* INSTRUCTION: Beginning at the line with "of the grass", output each line to the end of the listing below exactly, please.

==== EXTRACTED RECORDS

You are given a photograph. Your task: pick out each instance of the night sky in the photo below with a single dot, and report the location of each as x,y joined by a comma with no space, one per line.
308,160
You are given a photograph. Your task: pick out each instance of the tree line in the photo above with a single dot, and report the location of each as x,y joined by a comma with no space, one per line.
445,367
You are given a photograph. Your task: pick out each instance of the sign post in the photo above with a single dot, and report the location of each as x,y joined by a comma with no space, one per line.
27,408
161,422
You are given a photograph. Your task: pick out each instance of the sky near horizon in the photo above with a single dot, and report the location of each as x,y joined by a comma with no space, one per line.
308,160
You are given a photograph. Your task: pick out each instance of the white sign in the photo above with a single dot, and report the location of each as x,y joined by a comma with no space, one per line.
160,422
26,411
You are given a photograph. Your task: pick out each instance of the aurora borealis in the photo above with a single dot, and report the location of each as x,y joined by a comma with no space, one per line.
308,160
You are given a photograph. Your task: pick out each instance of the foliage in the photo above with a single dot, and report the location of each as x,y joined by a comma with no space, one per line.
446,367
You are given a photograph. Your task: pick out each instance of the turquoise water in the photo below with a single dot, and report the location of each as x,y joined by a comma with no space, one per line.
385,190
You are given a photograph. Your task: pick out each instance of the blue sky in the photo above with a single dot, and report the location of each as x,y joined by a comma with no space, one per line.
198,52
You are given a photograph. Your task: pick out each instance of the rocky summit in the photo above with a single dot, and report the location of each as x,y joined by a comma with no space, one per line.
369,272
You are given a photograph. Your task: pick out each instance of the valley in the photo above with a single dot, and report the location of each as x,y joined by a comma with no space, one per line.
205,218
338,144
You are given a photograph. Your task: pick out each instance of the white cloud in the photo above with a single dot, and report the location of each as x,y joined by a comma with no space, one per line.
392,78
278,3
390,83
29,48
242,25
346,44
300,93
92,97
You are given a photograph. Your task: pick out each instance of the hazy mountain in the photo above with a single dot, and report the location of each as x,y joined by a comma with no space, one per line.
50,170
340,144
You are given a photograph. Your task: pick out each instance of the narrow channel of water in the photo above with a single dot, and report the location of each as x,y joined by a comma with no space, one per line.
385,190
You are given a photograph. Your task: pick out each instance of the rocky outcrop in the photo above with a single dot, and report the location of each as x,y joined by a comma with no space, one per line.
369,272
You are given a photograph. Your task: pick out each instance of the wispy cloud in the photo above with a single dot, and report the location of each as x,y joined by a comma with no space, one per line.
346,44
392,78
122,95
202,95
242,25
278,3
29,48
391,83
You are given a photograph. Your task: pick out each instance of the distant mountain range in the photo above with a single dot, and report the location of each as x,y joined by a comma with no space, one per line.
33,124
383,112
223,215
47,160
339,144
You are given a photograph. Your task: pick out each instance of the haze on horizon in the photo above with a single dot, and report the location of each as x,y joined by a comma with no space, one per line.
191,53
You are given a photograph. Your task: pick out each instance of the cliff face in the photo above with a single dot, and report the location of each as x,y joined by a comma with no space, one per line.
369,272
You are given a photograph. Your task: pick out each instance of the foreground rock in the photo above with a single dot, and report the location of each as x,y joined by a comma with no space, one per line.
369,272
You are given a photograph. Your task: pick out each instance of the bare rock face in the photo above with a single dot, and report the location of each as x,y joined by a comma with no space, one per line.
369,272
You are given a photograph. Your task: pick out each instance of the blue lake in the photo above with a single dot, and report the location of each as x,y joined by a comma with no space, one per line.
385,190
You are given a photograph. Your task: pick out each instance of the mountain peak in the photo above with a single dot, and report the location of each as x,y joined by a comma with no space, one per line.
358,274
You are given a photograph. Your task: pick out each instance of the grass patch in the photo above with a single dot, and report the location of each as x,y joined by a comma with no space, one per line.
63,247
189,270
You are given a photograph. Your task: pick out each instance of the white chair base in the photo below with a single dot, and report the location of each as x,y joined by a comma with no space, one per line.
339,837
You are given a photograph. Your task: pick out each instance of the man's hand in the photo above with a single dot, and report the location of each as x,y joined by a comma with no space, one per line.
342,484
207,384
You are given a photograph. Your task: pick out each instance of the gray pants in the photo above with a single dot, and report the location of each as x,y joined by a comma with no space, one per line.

========

* COMPLETE RESPONSE:
You are given a photograph. Your task: pick out each instance of the grass patch in the photo above with a single dot, and report the location of each as x,y joined by a comma with no space, one per line.
63,247
189,270
You are given a photograph. Your task: pick out each instance of the white chair base in the photo below with a single dot, and report the location of each as x,y joined by a comma with no space, one per line.
339,837
You are given a photograph. Your task: pick out each instance of the man's hand in the photo above with a single dot, and report the location of each as x,y joined by a comma with no space, one per line.
342,484
207,384
You are given a photograph. Your task: pick out each instance of the gray pants in the photo above with a single dot, and report the location of each as x,y joined by a comma with no space, one per line.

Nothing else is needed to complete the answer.